Work task:
Return each entry exactly, so that nothing in the data differs from the original.

###

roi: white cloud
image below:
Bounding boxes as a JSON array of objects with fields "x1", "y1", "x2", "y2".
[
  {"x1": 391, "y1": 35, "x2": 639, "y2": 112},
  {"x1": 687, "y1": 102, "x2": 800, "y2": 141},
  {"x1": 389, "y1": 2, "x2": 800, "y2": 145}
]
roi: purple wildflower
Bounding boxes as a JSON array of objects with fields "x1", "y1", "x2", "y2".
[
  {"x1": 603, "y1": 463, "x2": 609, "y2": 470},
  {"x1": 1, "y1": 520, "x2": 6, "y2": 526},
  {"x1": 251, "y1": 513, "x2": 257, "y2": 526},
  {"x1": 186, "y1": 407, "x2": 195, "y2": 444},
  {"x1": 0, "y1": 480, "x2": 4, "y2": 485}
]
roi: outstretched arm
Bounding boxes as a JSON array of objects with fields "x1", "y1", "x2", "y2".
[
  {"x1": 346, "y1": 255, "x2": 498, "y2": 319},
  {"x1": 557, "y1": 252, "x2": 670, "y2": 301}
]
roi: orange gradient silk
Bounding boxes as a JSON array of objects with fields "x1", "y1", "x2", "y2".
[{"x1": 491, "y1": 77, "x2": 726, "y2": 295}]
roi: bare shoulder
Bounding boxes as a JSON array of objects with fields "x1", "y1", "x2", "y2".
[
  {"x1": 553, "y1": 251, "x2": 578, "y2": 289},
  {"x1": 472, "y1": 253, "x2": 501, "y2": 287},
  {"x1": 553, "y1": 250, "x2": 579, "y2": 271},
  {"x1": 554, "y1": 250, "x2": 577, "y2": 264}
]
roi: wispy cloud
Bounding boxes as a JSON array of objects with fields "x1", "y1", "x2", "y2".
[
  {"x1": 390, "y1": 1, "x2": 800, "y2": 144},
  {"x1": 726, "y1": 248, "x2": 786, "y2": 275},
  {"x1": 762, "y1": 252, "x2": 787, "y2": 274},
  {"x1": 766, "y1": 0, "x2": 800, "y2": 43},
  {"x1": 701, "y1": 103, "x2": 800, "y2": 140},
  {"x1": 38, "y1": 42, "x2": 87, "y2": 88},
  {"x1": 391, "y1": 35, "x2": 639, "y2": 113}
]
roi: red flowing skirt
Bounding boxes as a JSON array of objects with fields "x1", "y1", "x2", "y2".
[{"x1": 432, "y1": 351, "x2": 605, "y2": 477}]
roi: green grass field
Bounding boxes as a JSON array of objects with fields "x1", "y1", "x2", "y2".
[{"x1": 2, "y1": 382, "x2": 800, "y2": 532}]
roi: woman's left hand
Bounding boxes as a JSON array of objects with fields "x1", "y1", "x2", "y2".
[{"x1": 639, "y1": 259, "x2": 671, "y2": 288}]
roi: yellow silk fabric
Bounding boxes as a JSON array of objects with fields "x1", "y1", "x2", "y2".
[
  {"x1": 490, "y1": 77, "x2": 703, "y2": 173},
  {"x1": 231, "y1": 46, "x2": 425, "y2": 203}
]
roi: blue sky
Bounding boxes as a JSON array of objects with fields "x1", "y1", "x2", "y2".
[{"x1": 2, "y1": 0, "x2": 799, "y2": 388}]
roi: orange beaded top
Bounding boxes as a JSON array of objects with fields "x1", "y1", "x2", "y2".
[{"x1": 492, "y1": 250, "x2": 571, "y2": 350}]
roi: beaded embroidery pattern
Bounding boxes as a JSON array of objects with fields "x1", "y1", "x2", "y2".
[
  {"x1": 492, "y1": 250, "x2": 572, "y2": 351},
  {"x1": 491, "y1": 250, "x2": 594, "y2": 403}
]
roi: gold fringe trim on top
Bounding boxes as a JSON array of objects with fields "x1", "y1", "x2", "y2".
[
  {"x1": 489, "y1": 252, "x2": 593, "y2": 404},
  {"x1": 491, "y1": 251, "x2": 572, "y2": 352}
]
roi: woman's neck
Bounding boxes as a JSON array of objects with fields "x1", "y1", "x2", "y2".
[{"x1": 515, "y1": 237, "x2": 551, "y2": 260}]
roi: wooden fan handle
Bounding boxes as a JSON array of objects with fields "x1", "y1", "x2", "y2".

###

Answer space:
roi: white cloud
image below:
Bounding boxes as a JSON array of objects with fields "x1", "y1", "x2", "y2".
[
  {"x1": 391, "y1": 35, "x2": 639, "y2": 112},
  {"x1": 687, "y1": 102, "x2": 800, "y2": 141},
  {"x1": 389, "y1": 2, "x2": 800, "y2": 145}
]
roi: purple wildflower
Bounding boxes as a JSON array of objects with fields "x1", "y1", "x2", "y2".
[
  {"x1": 603, "y1": 463, "x2": 609, "y2": 470},
  {"x1": 1, "y1": 520, "x2": 6, "y2": 526},
  {"x1": 251, "y1": 513, "x2": 257, "y2": 526},
  {"x1": 186, "y1": 407, "x2": 195, "y2": 444},
  {"x1": 0, "y1": 480, "x2": 4, "y2": 485}
]
roi: outstretched arm
Bounding boxes as a JSON array of objects with fields "x1", "y1", "x2", "y2".
[
  {"x1": 346, "y1": 255, "x2": 498, "y2": 319},
  {"x1": 557, "y1": 252, "x2": 670, "y2": 301}
]
roi: orange gradient silk
Bounding boxes as a JSON array of objects with fields "x1", "y1", "x2", "y2".
[{"x1": 491, "y1": 77, "x2": 726, "y2": 295}]
roi: bare shoulder
Bounding boxes as a JSON array of objects with fields "x1", "y1", "x2", "y2".
[
  {"x1": 553, "y1": 251, "x2": 578, "y2": 289},
  {"x1": 472, "y1": 253, "x2": 501, "y2": 287},
  {"x1": 553, "y1": 250, "x2": 579, "y2": 271},
  {"x1": 554, "y1": 250, "x2": 577, "y2": 264}
]
roi: wispy cloud
Bounding boxes as a JSON array of objects with fields "x1", "y1", "x2", "y2".
[
  {"x1": 390, "y1": 1, "x2": 800, "y2": 144},
  {"x1": 726, "y1": 248, "x2": 786, "y2": 275},
  {"x1": 762, "y1": 252, "x2": 787, "y2": 274},
  {"x1": 766, "y1": 0, "x2": 800, "y2": 43},
  {"x1": 701, "y1": 103, "x2": 800, "y2": 140},
  {"x1": 38, "y1": 42, "x2": 87, "y2": 88},
  {"x1": 391, "y1": 35, "x2": 639, "y2": 113}
]
roi: red flowing skirt
Bounding boxes as a JSON array of objects with fields "x1", "y1", "x2", "y2".
[{"x1": 432, "y1": 351, "x2": 605, "y2": 477}]
roi: green grass field
Bounding boxes as a JSON array of objects with fields "x1", "y1", "x2", "y2".
[{"x1": 2, "y1": 382, "x2": 800, "y2": 532}]
roi: woman's left hand
Bounding boxes as a JSON array of objects with fields "x1", "y1", "x2", "y2".
[{"x1": 639, "y1": 259, "x2": 671, "y2": 288}]
roi: yellow silk fabric
Bounding boxes as a JSON array of objects with fields "x1", "y1", "x2", "y2".
[
  {"x1": 490, "y1": 77, "x2": 703, "y2": 173},
  {"x1": 231, "y1": 46, "x2": 425, "y2": 203}
]
roi: blue sky
Bounding boxes as a JSON array of objects with fields "x1", "y1", "x2", "y2".
[{"x1": 2, "y1": 0, "x2": 799, "y2": 388}]
roi: orange beaded top
Bounding boxes as a JSON array of objects with fields "x1", "y1", "x2", "y2".
[{"x1": 492, "y1": 250, "x2": 571, "y2": 350}]
roi: beaded embroidery pattern
Bounding boxes as a JSON array of objects with fields "x1", "y1", "x2", "y2".
[
  {"x1": 492, "y1": 250, "x2": 572, "y2": 351},
  {"x1": 491, "y1": 250, "x2": 594, "y2": 403}
]
roi: gold fringe trim on top
Bounding boxes as a JSON array of objects with fields "x1", "y1", "x2", "y2".
[
  {"x1": 489, "y1": 252, "x2": 593, "y2": 404},
  {"x1": 491, "y1": 251, "x2": 572, "y2": 352}
]
roi: woman's neck
Bounding boxes as a JSON array of objects with fields "x1", "y1", "x2", "y2".
[{"x1": 515, "y1": 237, "x2": 551, "y2": 260}]
roi: wooden fan handle
Bounding boxes as a JSON array of objects with fields "x1", "y1", "x2", "y2".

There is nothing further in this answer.